Stated task
Copy out the stretch from the line containing "Which region of this satellite image contains the striped" through the last line, requests included. Offset every bounding-box coordinate in the answers by adding 65, and leave the sample boxes in the requests as they are.

Dataset items
+--

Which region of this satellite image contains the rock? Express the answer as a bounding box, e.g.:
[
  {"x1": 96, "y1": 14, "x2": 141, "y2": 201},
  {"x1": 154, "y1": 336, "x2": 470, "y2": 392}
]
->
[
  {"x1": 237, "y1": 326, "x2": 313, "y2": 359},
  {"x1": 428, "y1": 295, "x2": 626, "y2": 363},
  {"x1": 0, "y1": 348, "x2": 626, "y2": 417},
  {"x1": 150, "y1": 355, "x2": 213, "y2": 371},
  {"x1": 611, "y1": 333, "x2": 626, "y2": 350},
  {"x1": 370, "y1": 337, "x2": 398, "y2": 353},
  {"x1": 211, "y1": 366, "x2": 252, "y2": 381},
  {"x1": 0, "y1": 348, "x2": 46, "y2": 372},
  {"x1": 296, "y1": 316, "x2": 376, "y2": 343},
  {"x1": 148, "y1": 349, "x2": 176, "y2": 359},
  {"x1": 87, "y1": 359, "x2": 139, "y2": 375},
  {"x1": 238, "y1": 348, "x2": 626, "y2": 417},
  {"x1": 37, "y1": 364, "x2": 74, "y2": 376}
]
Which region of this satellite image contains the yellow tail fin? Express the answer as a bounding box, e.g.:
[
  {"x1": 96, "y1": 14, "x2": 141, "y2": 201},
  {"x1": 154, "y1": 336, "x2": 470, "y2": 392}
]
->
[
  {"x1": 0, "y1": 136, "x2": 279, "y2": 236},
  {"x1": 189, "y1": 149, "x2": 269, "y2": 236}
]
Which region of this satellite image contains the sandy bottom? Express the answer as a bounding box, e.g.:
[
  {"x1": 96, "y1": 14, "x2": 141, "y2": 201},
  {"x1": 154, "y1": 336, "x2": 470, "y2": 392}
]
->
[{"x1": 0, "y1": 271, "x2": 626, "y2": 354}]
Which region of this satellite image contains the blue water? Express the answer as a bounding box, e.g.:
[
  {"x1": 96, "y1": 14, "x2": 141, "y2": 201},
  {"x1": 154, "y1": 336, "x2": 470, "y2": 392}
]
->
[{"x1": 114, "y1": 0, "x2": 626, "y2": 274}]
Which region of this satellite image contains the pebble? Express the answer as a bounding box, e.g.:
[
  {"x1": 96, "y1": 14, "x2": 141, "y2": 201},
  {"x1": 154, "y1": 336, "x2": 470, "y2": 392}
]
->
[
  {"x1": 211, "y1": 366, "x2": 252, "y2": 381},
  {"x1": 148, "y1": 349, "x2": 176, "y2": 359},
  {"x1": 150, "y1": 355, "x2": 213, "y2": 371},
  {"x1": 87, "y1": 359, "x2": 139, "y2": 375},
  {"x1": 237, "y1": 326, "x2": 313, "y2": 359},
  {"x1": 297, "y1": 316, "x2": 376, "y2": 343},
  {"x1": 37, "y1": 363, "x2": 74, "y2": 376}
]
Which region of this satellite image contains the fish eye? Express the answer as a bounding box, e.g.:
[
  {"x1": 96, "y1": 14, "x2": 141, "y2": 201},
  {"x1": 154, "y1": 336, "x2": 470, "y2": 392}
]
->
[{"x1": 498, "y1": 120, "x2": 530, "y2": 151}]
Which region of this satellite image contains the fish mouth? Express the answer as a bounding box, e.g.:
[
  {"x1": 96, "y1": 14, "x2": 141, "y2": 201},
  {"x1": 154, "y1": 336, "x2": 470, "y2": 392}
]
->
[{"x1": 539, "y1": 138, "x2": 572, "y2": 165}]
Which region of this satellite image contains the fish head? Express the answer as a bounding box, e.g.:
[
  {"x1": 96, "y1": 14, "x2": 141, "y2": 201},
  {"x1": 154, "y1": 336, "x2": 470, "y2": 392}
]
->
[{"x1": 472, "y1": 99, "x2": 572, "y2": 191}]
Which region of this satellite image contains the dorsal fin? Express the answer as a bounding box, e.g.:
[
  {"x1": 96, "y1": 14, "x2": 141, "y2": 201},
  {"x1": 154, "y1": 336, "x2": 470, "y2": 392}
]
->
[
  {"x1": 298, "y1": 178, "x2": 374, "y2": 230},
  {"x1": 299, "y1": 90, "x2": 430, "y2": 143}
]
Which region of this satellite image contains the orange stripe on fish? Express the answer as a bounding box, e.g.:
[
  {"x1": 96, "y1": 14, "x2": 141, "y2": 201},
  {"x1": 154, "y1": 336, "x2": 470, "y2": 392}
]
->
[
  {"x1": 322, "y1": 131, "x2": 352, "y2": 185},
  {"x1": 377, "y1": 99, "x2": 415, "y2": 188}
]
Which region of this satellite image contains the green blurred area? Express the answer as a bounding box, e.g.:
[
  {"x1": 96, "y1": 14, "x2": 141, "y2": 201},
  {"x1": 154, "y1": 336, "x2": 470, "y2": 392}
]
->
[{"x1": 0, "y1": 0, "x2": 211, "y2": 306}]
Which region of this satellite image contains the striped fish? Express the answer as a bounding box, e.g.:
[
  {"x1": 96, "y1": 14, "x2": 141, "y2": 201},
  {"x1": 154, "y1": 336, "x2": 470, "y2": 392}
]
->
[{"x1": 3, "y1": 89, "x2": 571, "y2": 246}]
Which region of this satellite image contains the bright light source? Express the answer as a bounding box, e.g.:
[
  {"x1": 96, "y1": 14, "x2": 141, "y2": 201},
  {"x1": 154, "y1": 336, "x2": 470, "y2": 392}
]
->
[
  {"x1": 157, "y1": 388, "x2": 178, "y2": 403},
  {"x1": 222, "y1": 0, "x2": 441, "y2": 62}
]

+--

Response
Which region of this satellite image contains the striped fish? Express the answer as a bounding box, e.g.:
[
  {"x1": 96, "y1": 14, "x2": 141, "y2": 201},
  {"x1": 154, "y1": 336, "x2": 470, "y2": 392}
]
->
[{"x1": 68, "y1": 154, "x2": 636, "y2": 311}]
Which region of this satellite image contains the bright light source? Express the answer as a bounding box, e.g.:
[
  {"x1": 96, "y1": 14, "x2": 141, "y2": 201},
  {"x1": 154, "y1": 336, "x2": 470, "y2": 392}
]
->
[
  {"x1": 222, "y1": 453, "x2": 243, "y2": 468},
  {"x1": 287, "y1": 65, "x2": 506, "y2": 127}
]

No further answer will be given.